- [Фрагмент текста]:
────────────────────

Над пропастью Гурджиев
• Борис Фаликов. Величина качества. Оккультизм, религии Востока и искусство XX века. — М.: Новое литературное обозрение, 2017. — 256 с.
Алексей Крученых, Джером Сэлинджер и Алистер Кроули — непросто придумать тему, которая объединит эти имена. Тем не менее в новой книге Бориса Фаликова они анализируются рядом. Исследователь указывает на общий корень их творчества — восточные религии, пришедшие в Европу посредством оккультных учений.
Вроде бы все понимают, что древнеазиатская культура (а с ней — африканская и индейская) последние полтора века оказывает прямое влияние на западное искусство, но мало кто способен это влияние выделить, тем более — классифицировать и указать конкретный источник. Штампы вроде «восточные мотивы», «буддистская философия» или «оккультное учение» подменяют анализ конкретных практик и их преломления в искусстве. Непонимание таких тонкостей в глобальной перспективе приводит и к непониманию общего смысла обращения художников к мистическим учениям.
Творцы «религии искусства» от Андрея Белого, Александра Скрябина, Василия Кандинского и Казимира Малевича до Джерома Дэвида Сэлинджера, Джексона Поллока, Марка Ротко, Джека Керуака и Боба Дилана занимаются ее свободным конструированием из элементов оккультизма, индуизма, буддизма и шаманизма, а также «эзотерических» мотивов иудаизма, христианства и ислама, переплавляя их в тигле собственного творчества.
Фаликов выбирает и описывает восемь сюжетов из истории взаимоотношений религии и искусства. С одной стороны, это рассказы о художниках, испытавших влияние мистиков, с другой — истории оккультистов, которые решили обратиться к искусству для выражения своих идей. Если верить исследователю, мало кому удалось достичь этого синтеза, и спиритизм сюрреалистов нелеп в оккультном отношении не меньше, чем романы Георгия Гурджиева в отношении литературном.
Тем не менее самые разные художники продолжали и продолжают обращаться к мистике, ведь задача их по сути мистична: творчество — это создание миров. Религиозный аспект искусства возникает в зазоре между двумя вселенными, в одной из которых жив творец второй. В ХХ веке, когда религиозная модель мира отвергнута позитивизмом, а позитивизм отвергнут собственными же результатами, интеллектуалы ищут, чем заполнить пространство религии, и находят источник новых образов в оккультизме.

────────────────────

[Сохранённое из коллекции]
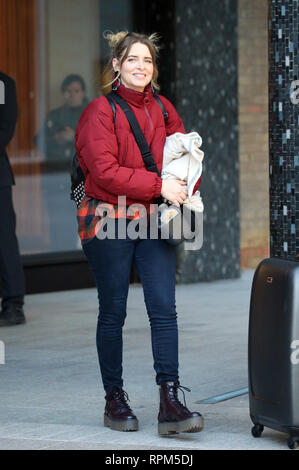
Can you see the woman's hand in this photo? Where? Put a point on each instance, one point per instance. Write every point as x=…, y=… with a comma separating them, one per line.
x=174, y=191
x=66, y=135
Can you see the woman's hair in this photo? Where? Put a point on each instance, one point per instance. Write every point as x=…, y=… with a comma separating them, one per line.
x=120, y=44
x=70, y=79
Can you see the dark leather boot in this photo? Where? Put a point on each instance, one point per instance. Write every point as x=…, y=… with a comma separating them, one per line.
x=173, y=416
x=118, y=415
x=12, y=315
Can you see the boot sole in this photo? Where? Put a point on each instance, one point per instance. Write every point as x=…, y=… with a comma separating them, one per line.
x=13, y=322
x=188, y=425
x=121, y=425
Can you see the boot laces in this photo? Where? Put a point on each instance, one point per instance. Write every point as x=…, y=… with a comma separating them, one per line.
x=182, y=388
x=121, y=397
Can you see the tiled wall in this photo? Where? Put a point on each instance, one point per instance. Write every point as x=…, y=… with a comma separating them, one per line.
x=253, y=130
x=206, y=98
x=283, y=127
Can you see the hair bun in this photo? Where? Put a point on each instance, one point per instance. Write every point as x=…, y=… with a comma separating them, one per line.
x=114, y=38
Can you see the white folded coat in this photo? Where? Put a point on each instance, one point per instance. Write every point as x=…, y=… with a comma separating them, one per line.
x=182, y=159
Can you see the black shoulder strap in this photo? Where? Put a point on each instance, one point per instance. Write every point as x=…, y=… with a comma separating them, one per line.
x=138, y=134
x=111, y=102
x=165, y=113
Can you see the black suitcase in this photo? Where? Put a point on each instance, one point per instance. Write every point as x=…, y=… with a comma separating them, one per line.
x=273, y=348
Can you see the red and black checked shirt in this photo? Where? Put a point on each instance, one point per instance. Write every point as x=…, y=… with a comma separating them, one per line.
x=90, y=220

────────────────────

- [Задания]:
A - Перечислите культуры, которые, согласно рецензии, последние полтора века прямо влияют на западное искусство.
B - Сколько сюжетов из истории взаимоотношений религии и искусства Фаликов выбирает и описывает, по словам рецензии?
C - Выведите, пожалуйста, отрывок рецензии от «Фаликов выбирает и» до «в отношении литературном.» без изменений.
Данные представляют собой отдельный материал и с рецензией не связаны.

- [Ответы по заданиям]:
A - Древнеазиатская, африканская и индейская.

B - Восемь.

C -
Фаликов выбирает и описывает восемь сюжетов из истории взаимоотношений религии и искусства. С одной стороны, это рассказы о художниках, испытавших влияние мистиков, с другой — истории оккультистов, которые решили обратиться к искусству для выражения своих идей. Если верить исследователю, мало кому удалось достичь этого синтеза, и спиритизм сюрреалистов нелеп в оккультном отношении не меньше, чем романы Георгия Гурджиева в отношении литературном.